[BEGIN LISTED RECORDS]
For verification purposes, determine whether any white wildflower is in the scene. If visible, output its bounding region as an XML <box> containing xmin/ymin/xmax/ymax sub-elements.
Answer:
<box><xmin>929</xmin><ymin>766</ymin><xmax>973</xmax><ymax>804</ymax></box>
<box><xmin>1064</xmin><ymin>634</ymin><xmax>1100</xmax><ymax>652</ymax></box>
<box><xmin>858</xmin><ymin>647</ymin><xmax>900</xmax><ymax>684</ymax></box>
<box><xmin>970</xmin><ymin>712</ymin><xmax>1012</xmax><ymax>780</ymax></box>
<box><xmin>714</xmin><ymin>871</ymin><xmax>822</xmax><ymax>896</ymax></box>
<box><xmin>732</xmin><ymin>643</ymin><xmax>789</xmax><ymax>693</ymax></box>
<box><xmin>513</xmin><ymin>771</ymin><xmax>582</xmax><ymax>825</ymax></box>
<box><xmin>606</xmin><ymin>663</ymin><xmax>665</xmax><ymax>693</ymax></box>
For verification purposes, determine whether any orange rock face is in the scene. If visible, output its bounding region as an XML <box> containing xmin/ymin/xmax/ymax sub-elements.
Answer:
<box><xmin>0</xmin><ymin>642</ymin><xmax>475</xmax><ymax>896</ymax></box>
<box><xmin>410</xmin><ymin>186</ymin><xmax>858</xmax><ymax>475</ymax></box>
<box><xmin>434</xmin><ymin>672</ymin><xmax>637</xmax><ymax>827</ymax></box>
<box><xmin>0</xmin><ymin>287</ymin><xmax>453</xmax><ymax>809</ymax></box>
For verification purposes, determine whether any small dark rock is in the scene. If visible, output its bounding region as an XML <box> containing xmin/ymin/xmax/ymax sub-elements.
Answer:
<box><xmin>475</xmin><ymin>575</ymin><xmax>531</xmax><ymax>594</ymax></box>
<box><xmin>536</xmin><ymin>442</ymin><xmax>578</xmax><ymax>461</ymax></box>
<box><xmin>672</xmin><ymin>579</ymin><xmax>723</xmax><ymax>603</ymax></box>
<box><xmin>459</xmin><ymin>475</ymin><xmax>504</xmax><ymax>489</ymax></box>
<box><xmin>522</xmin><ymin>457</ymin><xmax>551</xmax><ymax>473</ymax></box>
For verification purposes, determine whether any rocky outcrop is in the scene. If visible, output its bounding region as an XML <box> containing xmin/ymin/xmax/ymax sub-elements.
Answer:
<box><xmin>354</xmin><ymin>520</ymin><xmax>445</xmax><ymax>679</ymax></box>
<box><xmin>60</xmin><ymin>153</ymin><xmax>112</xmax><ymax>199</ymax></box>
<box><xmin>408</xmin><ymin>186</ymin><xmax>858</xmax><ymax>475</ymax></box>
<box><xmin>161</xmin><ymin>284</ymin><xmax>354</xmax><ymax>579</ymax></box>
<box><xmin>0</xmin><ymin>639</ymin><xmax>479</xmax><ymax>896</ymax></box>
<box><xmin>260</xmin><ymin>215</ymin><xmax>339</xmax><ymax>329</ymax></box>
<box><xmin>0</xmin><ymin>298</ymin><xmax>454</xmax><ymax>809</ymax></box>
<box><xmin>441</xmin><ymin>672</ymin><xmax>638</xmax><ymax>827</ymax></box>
[END LISTED RECORDS]
▶ TASK GOAL
Please rewrite all the records above, swapping "bounding region" for "enclosing area" and keeping everything else the same.

▶ OUTPUT OF THE TASK
For verification purposes, determine whether any white wildflower is in the scene. If visible, output its enclosing area as an XML <box> containing xmin/ymin/xmax/ymax sub-elements.
Answer:
<box><xmin>929</xmin><ymin>766</ymin><xmax>973</xmax><ymax>804</ymax></box>
<box><xmin>1064</xmin><ymin>634</ymin><xmax>1100</xmax><ymax>652</ymax></box>
<box><xmin>858</xmin><ymin>647</ymin><xmax>900</xmax><ymax>684</ymax></box>
<box><xmin>970</xmin><ymin>712</ymin><xmax>1012</xmax><ymax>780</ymax></box>
<box><xmin>714</xmin><ymin>871</ymin><xmax>822</xmax><ymax>896</ymax></box>
<box><xmin>732</xmin><ymin>643</ymin><xmax>789</xmax><ymax>693</ymax></box>
<box><xmin>513</xmin><ymin>771</ymin><xmax>582</xmax><ymax>825</ymax></box>
<box><xmin>606</xmin><ymin>663</ymin><xmax>665</xmax><ymax>693</ymax></box>
For verification purposes, determine whether any orange rock face is in the scene. If visible, output its enclosing area as an XML <box> containing xmin/ymin/xmax/ymax sub-elements.
Answer:
<box><xmin>0</xmin><ymin>642</ymin><xmax>475</xmax><ymax>896</ymax></box>
<box><xmin>410</xmin><ymin>186</ymin><xmax>858</xmax><ymax>475</ymax></box>
<box><xmin>434</xmin><ymin>672</ymin><xmax>637</xmax><ymax>827</ymax></box>
<box><xmin>0</xmin><ymin>287</ymin><xmax>453</xmax><ymax>809</ymax></box>
For verification purposes, determine whether any small dark rock is in the scene. If visible, output its enclosing area as an XML <box> containing xmin/ymin/xmax/ymax sub-elements.
Answer:
<box><xmin>475</xmin><ymin>575</ymin><xmax>531</xmax><ymax>594</ymax></box>
<box><xmin>536</xmin><ymin>442</ymin><xmax>578</xmax><ymax>461</ymax></box>
<box><xmin>672</xmin><ymin>579</ymin><xmax>723</xmax><ymax>603</ymax></box>
<box><xmin>459</xmin><ymin>475</ymin><xmax>504</xmax><ymax>489</ymax></box>
<box><xmin>522</xmin><ymin>457</ymin><xmax>551</xmax><ymax>473</ymax></box>
For verification purposes, determine whether any rocky outcrop is in the scene. If visible, output its enclosing area as an XML <box> containing xmin/ymin/xmax/ymax sub-elements.
Answer:
<box><xmin>354</xmin><ymin>520</ymin><xmax>445</xmax><ymax>679</ymax></box>
<box><xmin>60</xmin><ymin>153</ymin><xmax>112</xmax><ymax>199</ymax></box>
<box><xmin>408</xmin><ymin>186</ymin><xmax>858</xmax><ymax>475</ymax></box>
<box><xmin>161</xmin><ymin>284</ymin><xmax>354</xmax><ymax>579</ymax></box>
<box><xmin>0</xmin><ymin>639</ymin><xmax>479</xmax><ymax>896</ymax></box>
<box><xmin>260</xmin><ymin>215</ymin><xmax>339</xmax><ymax>329</ymax></box>
<box><xmin>0</xmin><ymin>298</ymin><xmax>454</xmax><ymax>809</ymax></box>
<box><xmin>441</xmin><ymin>672</ymin><xmax>638</xmax><ymax>827</ymax></box>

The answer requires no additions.